PROMPT | No pictures should appear in the copy; otherwise retype the entries exactly.

RECORDS SUPPLIED |
■ ■ ■ ■

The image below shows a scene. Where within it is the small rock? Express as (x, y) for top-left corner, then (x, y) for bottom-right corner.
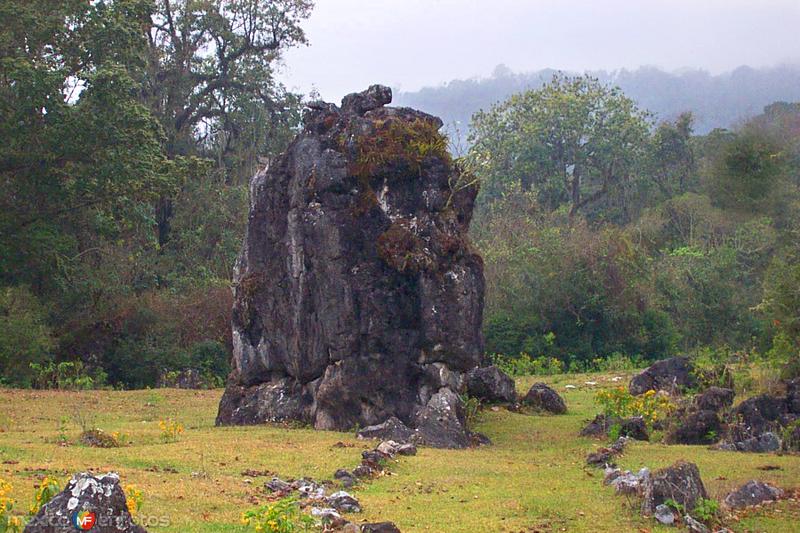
(266, 477), (292, 493)
(580, 414), (619, 438)
(522, 383), (567, 414)
(396, 443), (417, 456)
(667, 410), (723, 445)
(328, 491), (361, 513)
(376, 440), (401, 456)
(357, 417), (414, 443)
(723, 480), (784, 509)
(413, 388), (470, 449)
(360, 523), (402, 533)
(311, 507), (342, 521)
(654, 504), (675, 525)
(684, 515), (710, 533)
(352, 464), (376, 478)
(732, 432), (781, 453)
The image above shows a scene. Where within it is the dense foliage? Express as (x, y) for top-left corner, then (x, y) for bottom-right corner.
(471, 79), (800, 368)
(0, 3), (797, 388)
(0, 0), (310, 387)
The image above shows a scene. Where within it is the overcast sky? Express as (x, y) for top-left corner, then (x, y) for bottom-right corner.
(278, 0), (800, 102)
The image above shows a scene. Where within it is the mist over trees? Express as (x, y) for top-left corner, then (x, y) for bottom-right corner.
(396, 64), (800, 137)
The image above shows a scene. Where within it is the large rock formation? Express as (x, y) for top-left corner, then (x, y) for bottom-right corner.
(216, 86), (485, 447)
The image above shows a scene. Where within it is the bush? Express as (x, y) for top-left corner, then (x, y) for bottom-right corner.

■ ■ ■ ■

WRITTEN ANSWER |
The image below shows a scene. Where within it is the small rock? Express as (x, y) for top-left corner, then (x, y) for bottom-right corner.
(266, 477), (292, 493)
(580, 414), (619, 438)
(522, 383), (567, 414)
(396, 443), (417, 456)
(667, 410), (723, 445)
(328, 491), (361, 513)
(376, 440), (401, 456)
(357, 417), (414, 443)
(723, 480), (784, 509)
(413, 388), (470, 449)
(360, 523), (402, 533)
(311, 507), (342, 521)
(654, 504), (675, 525)
(684, 515), (710, 533)
(352, 464), (376, 478)
(732, 432), (781, 453)
The image above shows a scene. Where within it is the dense foliage? Express as (x, y) for top-left corner, then (x, y) for bottom-right corner.
(471, 79), (800, 368)
(0, 3), (797, 388)
(0, 0), (310, 387)
The image above shows a scene. Where within it is the overcast sky? Express as (x, y) for top-left corner, then (x, y) for bottom-right corner.
(278, 0), (800, 102)
The image above shows a scene. Where within it is the mist over trees? Express as (x, y) for top-left corner, then (x, y) for bottom-right corner.
(396, 64), (800, 137)
The image above shows a scene. Where within it is the large rock formation? Express as (x, y) for top-left corner, then (x, y) for bottom-right corner.
(216, 86), (485, 447)
The image above shows a scene. Where within it is the bush? Express as (x, y) for top-left corner, then (x, y) for bottom-right corner.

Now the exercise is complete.